● TRECHO

O cuidado em conjunto
Em meio a suas mudanças, o Bandeira Científica acabou também revendo seu próprio vocabulário, deixando para trás termos tradicionais. Assim as “expedições” passaram a ser chamadas de “imersões”, e passou-se a valorizar os momentos de antes e depois delas, a “preparação” e o “seguimento”, inclusive para se ressaltar a continuidade entre as etapas. Até o termo “bandeirantes”, antes usado para designar a maioria dos estudantes participantes, foi trocado por “acadêmicos”. Além desses, o projeto conta com diretoria, conselheiros, discutidores e colaboradores.
A postura mais atenta à integração dos membros e momentos do projeto não se restringe a uma mudança de nomes. É algo que orienta o desenvolvimento de todas as atividades. É o que contam Isabela Froes, aluna do terceiro ano de Fisioterapia, e Letícia Belchior, no quarto ano de Terapia Ocupacional, cursos da FMUSP. Ambas participaram das duas últimas viagens do Bandeira: para Limoeiro de Anadia (Alagoas), em 2015, e Acreúna (Goiás), em 2016. Isabela finaliza em junho sua atuação na diretoria da entidade, que já vem sendo ocupada por Letícia.
Elas ressaltam que o projeto não pretende ser um atravessamento na cidade, mas uma iniciativa que procure as potencialidades do município, servindo como um investimento na saúde local. Não se trata, portanto, de prestar um favor à saúde de lugares carentes, apontar os problemas locais e, depois de alguns dias, levantar acampamento. O que se quer é construir algo em conjunto, tendo a sensibilidade ao contexto local e àqueles que lá vivem como orientação permanente.
“A ideia é que os profissionais de saúde da cidade também possam participar e discutir os casos com a gente. Eles são as pessoas que estão mais próximas desta população que a gente vai atender, estão mais próximos do cuidado. Então é melhor construir isso com eles para que (o atendimento) se propague durante o ano”, afirma Letícia.
O cuidado do outro
Assim como a integração com a comunidade e os serviços de saúde locais são fatores decisivos para que a imersão seja bem-sucedida, o mesmo vale para a relação entre os membros da equipe do Bandeira Científica. Como diz Isabela, “falamos muito em cuidado na área de saúde, mas cada um tem um tipo de cuidado. Isso é muito diferente nas nossas graduações. Ali, vamos conseguindo um espaço para construir juntos um modo de fazer, um modo de pensar saúde e cuidado”.

● QUESTÕES PROPOSTAS
(a) No trecho sobre o Bandeira Científica, que termo substituiu “bandeirantes” para designar a maioria dos estudantes participantes?
(b) Escreva a continuação do trecho sobre o Bandeira Científica, começando logo após a última frase apresentada.

● MATERIAL FORNECIDO

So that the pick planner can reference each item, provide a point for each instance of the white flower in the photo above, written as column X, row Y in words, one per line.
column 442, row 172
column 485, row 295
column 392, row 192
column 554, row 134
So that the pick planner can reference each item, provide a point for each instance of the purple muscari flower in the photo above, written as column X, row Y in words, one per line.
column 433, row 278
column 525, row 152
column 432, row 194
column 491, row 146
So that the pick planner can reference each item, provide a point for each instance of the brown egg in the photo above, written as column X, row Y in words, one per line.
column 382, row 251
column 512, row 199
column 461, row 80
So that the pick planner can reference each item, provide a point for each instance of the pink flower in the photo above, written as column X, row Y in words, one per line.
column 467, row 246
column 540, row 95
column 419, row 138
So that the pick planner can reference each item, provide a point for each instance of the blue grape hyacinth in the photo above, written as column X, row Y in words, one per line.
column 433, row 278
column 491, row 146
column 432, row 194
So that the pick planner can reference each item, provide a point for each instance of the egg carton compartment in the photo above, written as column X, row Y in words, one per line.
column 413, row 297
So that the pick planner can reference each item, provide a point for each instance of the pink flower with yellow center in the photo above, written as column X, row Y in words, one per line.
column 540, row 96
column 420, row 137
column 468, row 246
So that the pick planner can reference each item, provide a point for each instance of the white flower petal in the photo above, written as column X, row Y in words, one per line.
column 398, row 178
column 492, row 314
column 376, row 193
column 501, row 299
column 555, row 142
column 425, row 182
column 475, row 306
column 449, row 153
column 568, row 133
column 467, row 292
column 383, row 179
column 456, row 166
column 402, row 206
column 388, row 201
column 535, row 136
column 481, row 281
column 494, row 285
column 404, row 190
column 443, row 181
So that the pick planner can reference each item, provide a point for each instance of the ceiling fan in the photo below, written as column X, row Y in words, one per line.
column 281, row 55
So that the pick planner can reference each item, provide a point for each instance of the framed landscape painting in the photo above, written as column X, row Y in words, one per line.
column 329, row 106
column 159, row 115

● RESPOSTAS
(a) O termo “acadêmicos”.

(b)
A atuação conjunta de diferentes profissionais procura ampliar o que se pode entender por saúde e cuidado, ressaltam as acadêmicas. Saúde não se trata apenas de ausência de doença ou de realização de atendimento. Cuidado não é algo que apenas médicos podem oferecer. O projeto é uma forma de os próprios profissionais de saúde compreenderem melhor o trabalho uns dos outros.
E o cuidado de si
Não é simples articular a variedade de pessoas e atividades envolvidas no Bandeira. O aprendizado com as atividades sobre questões de gênero é um bom exemplo. Isabela conta que, em 2015, uma das atividades coletivas pretendia trabalhar questões de violência e empoderamento com mulheres de Limoeiro de Anadia.
Dança, produção de desenhos e debates estavam previstos. A experiência foi proveitosa, mas o público foi maior que o imaginado e as discussões não abordaram os temas propostos como se previa. O receio de se tocar em temas delicados sem saber como lidar exigiria um preparo conjunto da equipe.
Refletindo sobre essas dificuldades, tentou-se uma nova abordagem em Acreúna. Ali procurou-se falar de forma mais direta as questões de gênero, tematizando a falta de mulheres em posições de liderança e experiências de violência sutil. O desenvolvimento já foi outro. Na etapa de seguimento, com o retorno de alguns membros a Acreúna, ouviu-se relatos de assistentes sociais de que, motivadas pela atividade com o Bandeira, mulheres da cidade criaram um grupo próprio para continuar as discussões.
Auxiliar os outros a se organizarem para cuidarem de si – esta não deixa de ser uma finalidade da saúde.